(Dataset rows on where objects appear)

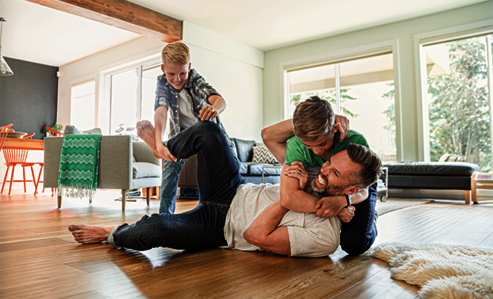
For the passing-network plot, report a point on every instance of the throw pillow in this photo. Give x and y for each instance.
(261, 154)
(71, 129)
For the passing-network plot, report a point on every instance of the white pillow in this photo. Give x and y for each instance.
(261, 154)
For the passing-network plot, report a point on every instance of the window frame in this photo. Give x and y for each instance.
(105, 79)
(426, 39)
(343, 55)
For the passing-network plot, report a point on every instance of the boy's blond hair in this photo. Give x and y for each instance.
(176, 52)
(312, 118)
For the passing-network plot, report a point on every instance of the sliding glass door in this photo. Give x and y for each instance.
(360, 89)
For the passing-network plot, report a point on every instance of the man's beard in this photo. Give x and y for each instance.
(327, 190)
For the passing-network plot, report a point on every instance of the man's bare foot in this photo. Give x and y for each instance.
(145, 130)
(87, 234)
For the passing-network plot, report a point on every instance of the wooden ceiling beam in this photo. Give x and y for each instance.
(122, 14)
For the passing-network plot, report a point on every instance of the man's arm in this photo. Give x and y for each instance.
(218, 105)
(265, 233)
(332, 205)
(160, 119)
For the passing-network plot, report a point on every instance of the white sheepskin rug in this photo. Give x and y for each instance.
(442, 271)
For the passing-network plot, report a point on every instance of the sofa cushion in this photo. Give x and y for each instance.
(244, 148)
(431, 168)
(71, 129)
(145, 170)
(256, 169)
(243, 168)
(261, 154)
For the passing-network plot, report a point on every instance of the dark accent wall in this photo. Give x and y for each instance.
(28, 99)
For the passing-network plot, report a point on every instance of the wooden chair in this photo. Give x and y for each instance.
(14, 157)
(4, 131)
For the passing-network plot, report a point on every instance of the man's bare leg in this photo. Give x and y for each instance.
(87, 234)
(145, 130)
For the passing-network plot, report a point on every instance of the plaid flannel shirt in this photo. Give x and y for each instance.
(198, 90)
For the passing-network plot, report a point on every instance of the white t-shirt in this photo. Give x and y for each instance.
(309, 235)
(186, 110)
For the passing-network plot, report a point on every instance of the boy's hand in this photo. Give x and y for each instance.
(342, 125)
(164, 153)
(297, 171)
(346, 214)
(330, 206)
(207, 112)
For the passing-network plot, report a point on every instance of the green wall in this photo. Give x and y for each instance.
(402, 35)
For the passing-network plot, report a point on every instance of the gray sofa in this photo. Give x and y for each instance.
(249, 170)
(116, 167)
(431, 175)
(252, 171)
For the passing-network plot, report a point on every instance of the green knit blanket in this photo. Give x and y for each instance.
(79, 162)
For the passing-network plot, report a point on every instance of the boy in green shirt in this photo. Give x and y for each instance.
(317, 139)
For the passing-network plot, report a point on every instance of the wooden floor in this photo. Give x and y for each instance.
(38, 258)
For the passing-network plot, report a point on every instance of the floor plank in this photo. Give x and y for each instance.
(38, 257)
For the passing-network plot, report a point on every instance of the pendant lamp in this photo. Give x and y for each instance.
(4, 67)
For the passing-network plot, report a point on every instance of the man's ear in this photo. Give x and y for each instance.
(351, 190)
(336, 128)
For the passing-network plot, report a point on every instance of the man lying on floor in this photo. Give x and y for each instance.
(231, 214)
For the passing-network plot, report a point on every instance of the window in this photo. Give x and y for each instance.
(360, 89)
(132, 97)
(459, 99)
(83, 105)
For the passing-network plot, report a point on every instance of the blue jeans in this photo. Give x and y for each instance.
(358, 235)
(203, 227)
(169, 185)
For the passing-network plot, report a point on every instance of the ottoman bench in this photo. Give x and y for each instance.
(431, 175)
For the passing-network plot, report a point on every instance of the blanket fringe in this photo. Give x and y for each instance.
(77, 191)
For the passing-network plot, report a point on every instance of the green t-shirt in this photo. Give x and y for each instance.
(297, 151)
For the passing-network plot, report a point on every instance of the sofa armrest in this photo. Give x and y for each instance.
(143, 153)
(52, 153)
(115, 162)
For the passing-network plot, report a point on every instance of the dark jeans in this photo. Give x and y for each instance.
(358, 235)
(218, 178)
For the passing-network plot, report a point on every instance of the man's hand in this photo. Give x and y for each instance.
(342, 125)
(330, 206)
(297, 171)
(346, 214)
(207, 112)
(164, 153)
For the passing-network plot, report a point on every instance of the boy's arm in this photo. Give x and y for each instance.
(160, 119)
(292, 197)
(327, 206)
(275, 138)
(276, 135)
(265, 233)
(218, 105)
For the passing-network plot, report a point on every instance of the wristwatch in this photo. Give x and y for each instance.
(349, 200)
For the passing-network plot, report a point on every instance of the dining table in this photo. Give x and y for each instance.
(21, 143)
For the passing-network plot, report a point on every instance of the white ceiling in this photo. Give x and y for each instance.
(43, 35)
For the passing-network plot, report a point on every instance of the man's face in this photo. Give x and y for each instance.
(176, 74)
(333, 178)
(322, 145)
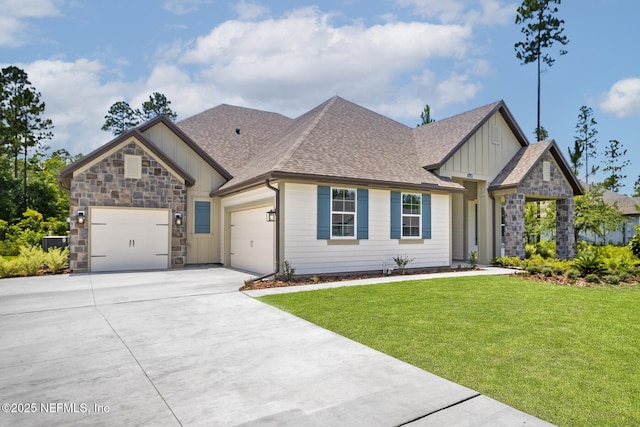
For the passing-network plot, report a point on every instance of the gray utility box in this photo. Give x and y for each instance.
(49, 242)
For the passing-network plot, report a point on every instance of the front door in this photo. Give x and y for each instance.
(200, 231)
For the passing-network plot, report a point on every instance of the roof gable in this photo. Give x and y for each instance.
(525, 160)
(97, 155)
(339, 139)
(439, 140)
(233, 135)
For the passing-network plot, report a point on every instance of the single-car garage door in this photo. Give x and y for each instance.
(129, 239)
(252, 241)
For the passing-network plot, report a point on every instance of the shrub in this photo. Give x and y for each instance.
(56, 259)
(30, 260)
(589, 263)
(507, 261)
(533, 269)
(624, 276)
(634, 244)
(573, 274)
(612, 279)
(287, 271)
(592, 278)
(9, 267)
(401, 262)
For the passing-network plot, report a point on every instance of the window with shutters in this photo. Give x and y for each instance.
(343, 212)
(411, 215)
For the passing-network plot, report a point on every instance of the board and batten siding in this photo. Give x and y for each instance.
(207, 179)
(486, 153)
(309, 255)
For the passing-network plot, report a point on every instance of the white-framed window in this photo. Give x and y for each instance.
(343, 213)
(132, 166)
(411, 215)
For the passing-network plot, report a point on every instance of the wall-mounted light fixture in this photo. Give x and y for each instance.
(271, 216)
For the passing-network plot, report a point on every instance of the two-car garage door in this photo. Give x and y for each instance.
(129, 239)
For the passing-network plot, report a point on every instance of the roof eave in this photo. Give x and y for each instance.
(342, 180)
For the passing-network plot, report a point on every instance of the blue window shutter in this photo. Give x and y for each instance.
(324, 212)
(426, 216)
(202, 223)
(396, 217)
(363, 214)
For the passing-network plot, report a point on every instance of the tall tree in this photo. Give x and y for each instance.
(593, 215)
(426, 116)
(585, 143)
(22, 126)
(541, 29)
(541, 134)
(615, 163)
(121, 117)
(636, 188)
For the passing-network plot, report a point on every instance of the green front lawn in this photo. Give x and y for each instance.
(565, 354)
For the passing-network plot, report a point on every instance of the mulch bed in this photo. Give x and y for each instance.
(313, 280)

...

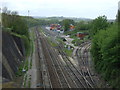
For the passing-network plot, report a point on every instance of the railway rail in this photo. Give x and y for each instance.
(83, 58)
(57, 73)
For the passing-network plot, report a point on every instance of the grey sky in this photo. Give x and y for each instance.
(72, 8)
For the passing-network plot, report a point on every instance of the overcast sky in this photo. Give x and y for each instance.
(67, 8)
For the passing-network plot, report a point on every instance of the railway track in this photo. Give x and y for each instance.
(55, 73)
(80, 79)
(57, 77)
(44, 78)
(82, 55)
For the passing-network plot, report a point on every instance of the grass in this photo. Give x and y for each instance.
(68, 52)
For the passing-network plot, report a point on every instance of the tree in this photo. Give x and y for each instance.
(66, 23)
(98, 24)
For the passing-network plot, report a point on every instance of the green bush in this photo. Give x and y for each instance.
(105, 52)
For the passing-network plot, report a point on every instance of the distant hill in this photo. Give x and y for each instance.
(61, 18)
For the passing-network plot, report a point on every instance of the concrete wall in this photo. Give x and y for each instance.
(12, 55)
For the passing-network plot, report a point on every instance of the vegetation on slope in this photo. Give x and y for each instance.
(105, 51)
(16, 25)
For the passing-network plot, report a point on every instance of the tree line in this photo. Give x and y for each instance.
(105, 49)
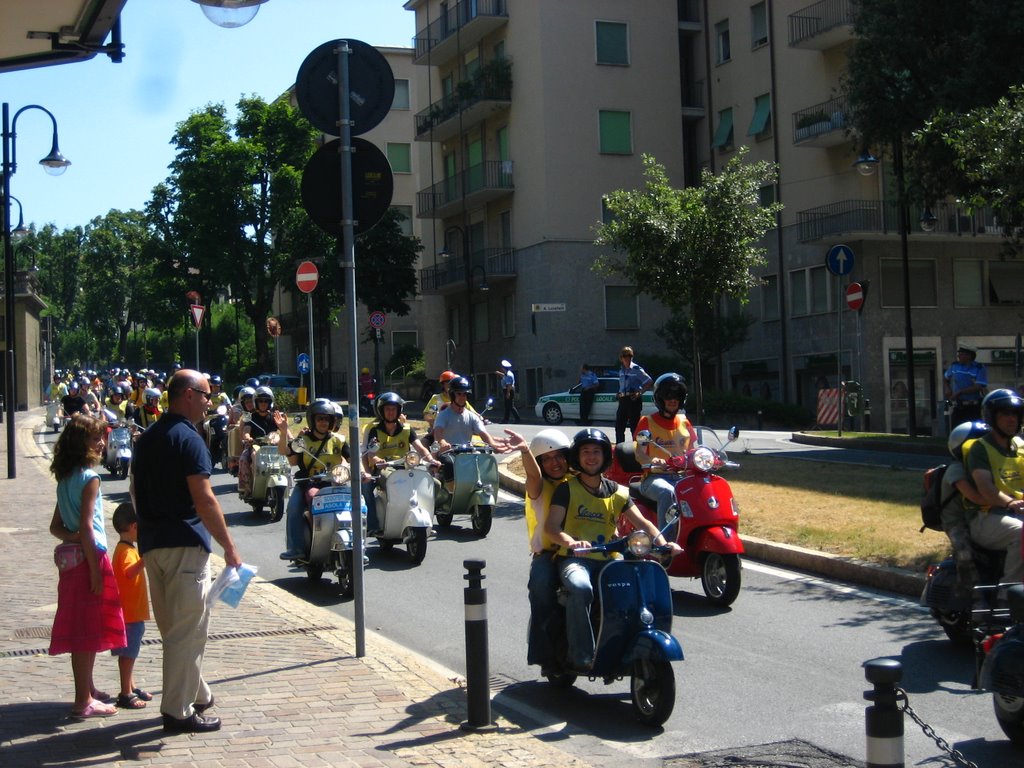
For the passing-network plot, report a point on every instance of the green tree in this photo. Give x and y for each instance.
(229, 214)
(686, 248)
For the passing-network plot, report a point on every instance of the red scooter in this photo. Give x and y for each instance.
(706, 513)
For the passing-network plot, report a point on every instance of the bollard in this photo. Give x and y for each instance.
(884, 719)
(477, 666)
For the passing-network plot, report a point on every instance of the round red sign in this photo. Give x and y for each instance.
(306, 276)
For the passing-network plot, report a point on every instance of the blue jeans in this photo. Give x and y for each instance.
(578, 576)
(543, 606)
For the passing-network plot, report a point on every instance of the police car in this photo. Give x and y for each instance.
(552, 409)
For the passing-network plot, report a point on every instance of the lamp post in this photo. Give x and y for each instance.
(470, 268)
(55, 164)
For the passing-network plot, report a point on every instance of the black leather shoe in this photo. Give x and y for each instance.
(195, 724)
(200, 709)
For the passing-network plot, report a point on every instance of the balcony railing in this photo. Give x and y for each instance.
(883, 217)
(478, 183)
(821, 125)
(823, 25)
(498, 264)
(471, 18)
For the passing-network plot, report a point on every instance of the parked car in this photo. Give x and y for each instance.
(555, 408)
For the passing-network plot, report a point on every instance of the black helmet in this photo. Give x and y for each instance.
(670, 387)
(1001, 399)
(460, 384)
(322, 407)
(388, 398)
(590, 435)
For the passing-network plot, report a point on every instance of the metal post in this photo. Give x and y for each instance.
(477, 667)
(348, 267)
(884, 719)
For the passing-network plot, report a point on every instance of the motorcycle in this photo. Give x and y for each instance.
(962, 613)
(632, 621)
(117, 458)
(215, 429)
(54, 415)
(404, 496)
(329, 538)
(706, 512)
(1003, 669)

**Short task:**
How many lines in the entries above contain the word "railway"? Give only the number.

**Exercise output:**
2